(Dataset items)

————————

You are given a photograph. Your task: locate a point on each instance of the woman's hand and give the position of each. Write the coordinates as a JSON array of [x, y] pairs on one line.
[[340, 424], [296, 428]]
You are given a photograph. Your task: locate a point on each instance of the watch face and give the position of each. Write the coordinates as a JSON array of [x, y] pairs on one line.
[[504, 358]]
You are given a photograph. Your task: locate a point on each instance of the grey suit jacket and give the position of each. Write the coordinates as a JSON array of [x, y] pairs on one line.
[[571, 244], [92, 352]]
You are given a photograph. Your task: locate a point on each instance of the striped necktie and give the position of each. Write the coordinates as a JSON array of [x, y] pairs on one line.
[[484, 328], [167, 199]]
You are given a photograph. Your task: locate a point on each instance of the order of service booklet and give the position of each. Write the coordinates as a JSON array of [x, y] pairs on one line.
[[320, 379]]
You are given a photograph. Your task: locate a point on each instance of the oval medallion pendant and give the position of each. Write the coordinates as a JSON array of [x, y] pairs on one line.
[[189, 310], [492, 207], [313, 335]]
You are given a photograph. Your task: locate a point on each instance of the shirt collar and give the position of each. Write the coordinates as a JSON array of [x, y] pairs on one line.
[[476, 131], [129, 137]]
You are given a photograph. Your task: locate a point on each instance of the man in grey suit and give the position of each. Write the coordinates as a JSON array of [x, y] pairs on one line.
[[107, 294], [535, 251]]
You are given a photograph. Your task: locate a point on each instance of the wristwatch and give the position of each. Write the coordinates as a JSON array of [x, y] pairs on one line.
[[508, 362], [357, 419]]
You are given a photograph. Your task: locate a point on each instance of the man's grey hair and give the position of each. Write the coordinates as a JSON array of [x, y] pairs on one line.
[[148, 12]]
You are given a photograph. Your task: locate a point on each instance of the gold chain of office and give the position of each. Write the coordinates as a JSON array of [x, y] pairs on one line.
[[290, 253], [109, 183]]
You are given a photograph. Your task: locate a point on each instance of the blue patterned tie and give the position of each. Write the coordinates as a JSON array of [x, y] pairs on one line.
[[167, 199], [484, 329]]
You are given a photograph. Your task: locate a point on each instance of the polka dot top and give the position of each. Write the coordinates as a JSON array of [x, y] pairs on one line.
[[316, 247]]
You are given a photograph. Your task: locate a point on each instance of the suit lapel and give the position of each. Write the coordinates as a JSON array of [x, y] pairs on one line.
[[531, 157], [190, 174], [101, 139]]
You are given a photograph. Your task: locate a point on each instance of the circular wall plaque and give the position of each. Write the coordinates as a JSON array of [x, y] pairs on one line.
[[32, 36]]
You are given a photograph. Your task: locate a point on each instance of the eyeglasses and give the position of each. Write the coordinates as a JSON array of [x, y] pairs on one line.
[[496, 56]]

————————

■ Activity ■
The required result is an exact repetition of the lines from the one containing "man in grey" through the last line of the data.

■ Final answer ■
You are given a photograph. Your task: locate a point on each instance of the man in grey suit and give the position of each. Write the coordinates as a JSON array of [x, y] pairs on one line.
[[107, 294], [535, 251]]
You are given a photograph. Your task: locate a point on each instance of the wristwatch and give the position of each. Write the coordinates as a JSON array of [x, y] pairs on one line.
[[508, 362], [357, 419]]
You are given a photograph. Your task: locate a point on each instance of the man's grey hair and give the position of each. Write the coordinates as a JSON array of [x, y] pairs on one line.
[[148, 12]]
You are given a photograph. Your task: locate a point on each instance of the gold chain of office and give the position of each. Write the coordinates as a JSON array of [x, y] pairs on one line.
[[290, 253], [109, 183]]
You are given a photograph. Your task: locate a point on each instance of the blue patterned tie and give the position of each. Write the coordinates as a JSON array of [x, y] pairs on one line.
[[167, 199], [484, 329]]
You are given a photograph. Your task: locate a point on each instance of the polka dot top and give the position of each. Write the coordinates as a JSON array of [x, y] pairs on one line.
[[316, 247]]
You are given a photograph. Your task: locate a point on each instance of the suit lapel and give the position of each. Write the coordinates as a JSON array of [x, y] pairs on one line.
[[531, 157], [190, 174], [101, 139]]
You are given a photograph. Your task: locate a point on each instance of the circular wall plaque and give the position of each. Write the coordinates as a JSON array of [x, y] pairs on one line.
[[32, 36]]
You are given a photograph. Your task: locate a point on each instance of the eyeglasses and give the position of each. Write the coordinates as a JSON array of [x, y] pairs on one line.
[[496, 56]]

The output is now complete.